━━━ RECORDS PROVIDED

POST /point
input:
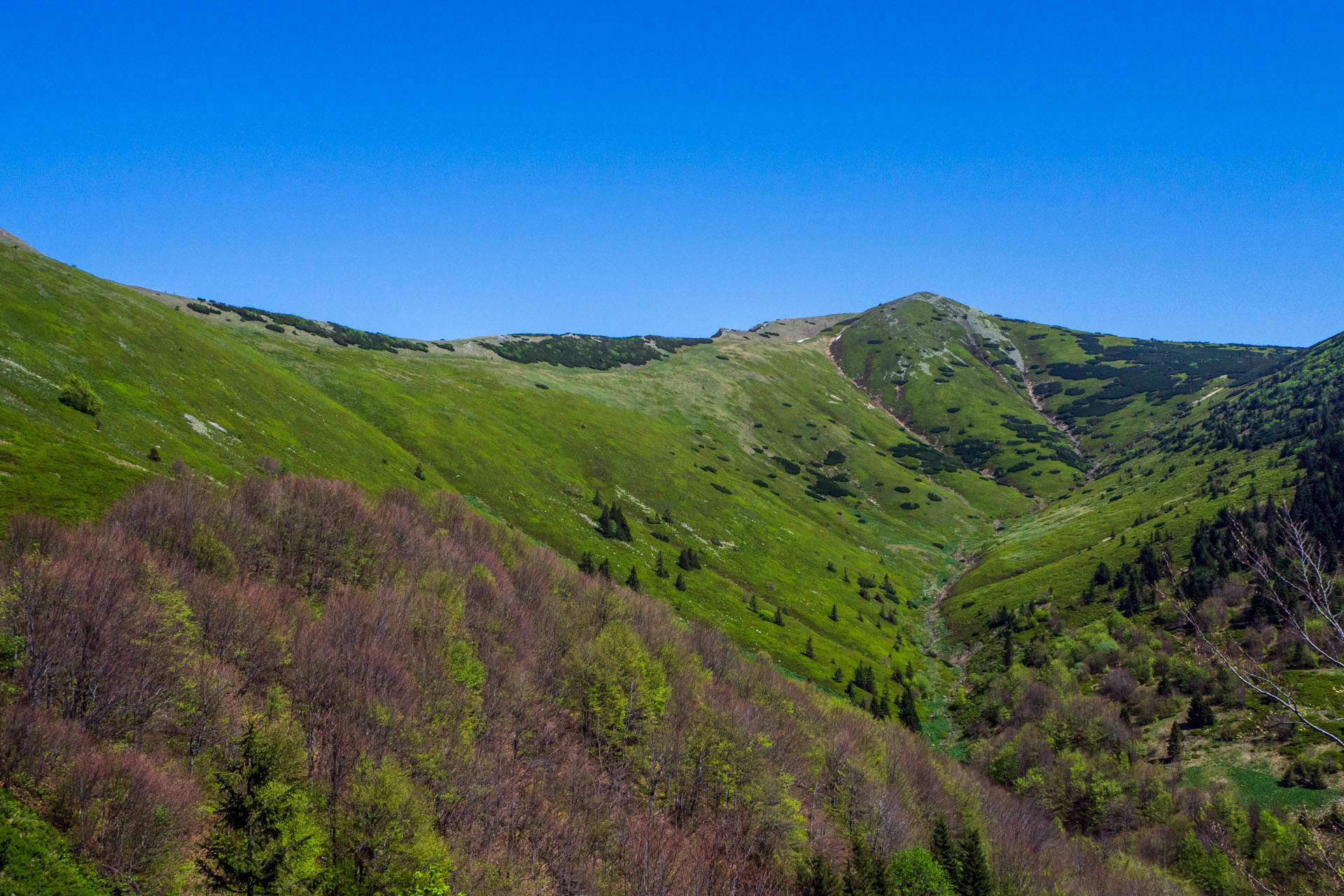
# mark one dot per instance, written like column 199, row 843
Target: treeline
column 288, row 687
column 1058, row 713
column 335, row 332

━━━━━━
━━━ RECORDS PROVIDED

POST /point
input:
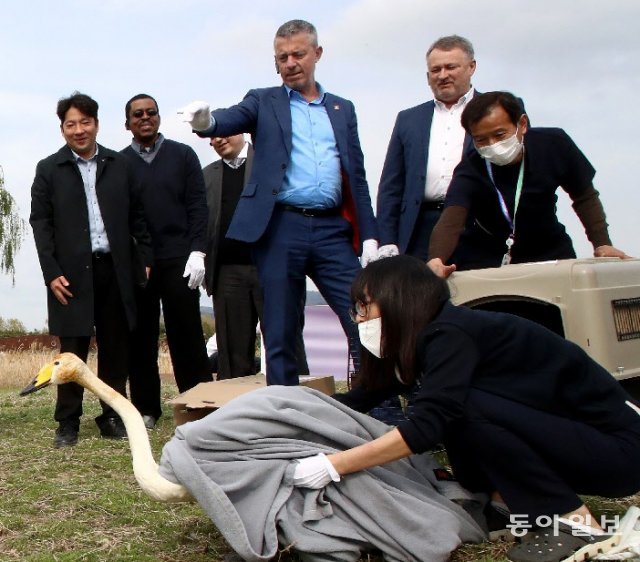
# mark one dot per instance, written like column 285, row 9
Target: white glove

━━━━━━

§ WORK TO COMPLETE: Determine how many lines of the material hold the string "mark", and state that number by itself.

§ OUTPUT OF THE EXERCISE: 2